GIVEN TEXT —

American singer-songwriter

Jeff Hanson (March 3, 1978 – June 5, 2009) was an American singer-songwriter, guitarist and multi-instrumentalist, whose voice was described in a 2005 Paste review as an "angelic falsetto, a cross between Alison Krauss and Art Garfunkel that is often (understandably) mistaken for a female contralto".

Hanson's vocal style is sometimes compared to Elliott Smith's, who also was signed to Kill Rock Stars.

==Early life==
Hanson was born in Milwaukee, Wisconsin and raised in Waukesha, Wisconsin. In a lengthy interview for the now defunct daily online magazine Splendid, he said:

"I grew up in a musical house. My parents were big music fans. And luckily for me, they were fans of really good 1960s bands like the Beatles and the Stones and the Kinks and the Who and all those bands that had such an influence, that just hit me hard at a really young age. All this really good music. You know, 26 years later, I'm still listening to it all and still liking it very much. Saturday night at my house, when I was a kid, would be record night. It would be my dad picking out all these records, and we would play them until... well, until bedtime. And that was, like, every Saturday night. So music was just such a big part of me growing up."

PROBLEM SET —
1) According to the passage on Jeff Hanson, in which town was he raised?
2) Write out everything in the passage on Jeff Hanson from "Jeff Hanson (March" down to "Kill Rock Stars.", word for word.

Dataset entries
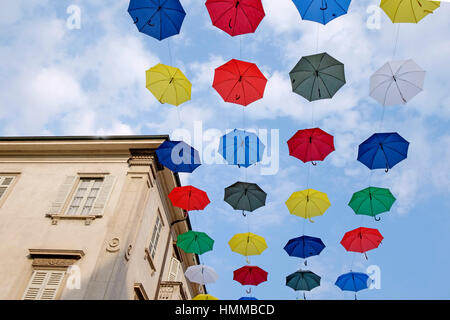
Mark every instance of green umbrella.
[348,187,395,221]
[224,182,267,216]
[289,53,345,101]
[177,231,214,254]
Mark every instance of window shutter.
[91,176,115,216]
[168,258,181,281]
[23,270,64,300]
[47,176,76,214]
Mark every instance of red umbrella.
[169,186,210,211]
[205,0,266,37]
[233,266,268,286]
[288,128,334,164]
[213,59,267,106]
[341,227,383,257]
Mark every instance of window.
[148,210,162,259]
[0,176,14,199]
[23,270,65,300]
[66,178,103,216]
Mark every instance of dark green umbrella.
[224,182,267,216]
[348,187,396,221]
[286,270,320,298]
[289,53,345,101]
[177,231,214,254]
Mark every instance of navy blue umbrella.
[293,0,351,24]
[358,132,409,172]
[219,129,265,168]
[335,272,369,299]
[128,0,186,40]
[284,236,325,265]
[156,141,201,173]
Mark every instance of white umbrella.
[184,265,219,284]
[370,59,425,106]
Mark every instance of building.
[0,136,205,300]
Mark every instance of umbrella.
[224,182,267,215]
[287,128,334,164]
[146,63,192,106]
[335,272,369,299]
[213,59,267,106]
[169,186,210,211]
[219,129,265,168]
[380,0,440,23]
[284,236,325,265]
[156,140,201,173]
[205,0,266,37]
[293,0,351,24]
[177,230,214,254]
[348,187,395,221]
[128,0,186,40]
[286,189,331,222]
[370,59,426,106]
[289,53,345,101]
[358,132,409,172]
[341,227,383,259]
[184,265,219,285]
[233,266,268,286]
[192,294,219,300]
[286,270,321,299]
[228,232,267,257]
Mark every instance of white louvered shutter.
[91,176,115,216]
[47,176,77,214]
[23,270,65,300]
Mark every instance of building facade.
[0,136,205,300]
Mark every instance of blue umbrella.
[284,236,325,265]
[358,132,409,172]
[156,141,201,173]
[293,0,351,24]
[219,129,265,168]
[128,0,186,40]
[335,272,369,299]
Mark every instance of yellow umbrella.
[286,189,331,222]
[228,232,267,257]
[146,63,192,106]
[192,294,219,300]
[380,0,441,23]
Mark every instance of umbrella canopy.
[287,128,334,163]
[228,232,267,257]
[358,132,409,172]
[289,53,345,101]
[213,59,267,106]
[205,0,266,37]
[286,189,331,221]
[286,270,321,291]
[169,186,210,211]
[380,0,441,23]
[293,0,351,24]
[348,187,395,217]
[224,182,267,211]
[192,294,219,300]
[284,236,325,259]
[156,141,201,173]
[184,265,219,285]
[341,227,383,253]
[370,59,426,106]
[219,129,266,168]
[233,266,268,286]
[146,63,192,106]
[335,272,369,292]
[128,0,186,40]
[177,230,214,254]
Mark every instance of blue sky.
[0,0,450,299]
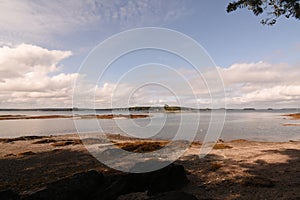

RESPONSES BY TASK —
1) Waukesha, Wisconsin

2)
Jeff Hanson (March 3, 1978 – June 5, 2009) was an American singer-songwriter, guitarist and multi-instrumentalist, whose voice was described in a 2005 Paste review as an "angelic falsetto, a cross between Alison Krauss and Art Garfunkel that is often (understandably) mistaken for a female contralto".

Hanson's vocal style is sometimes compared to Elliott Smith's, who also was signed to Kill Rock Stars.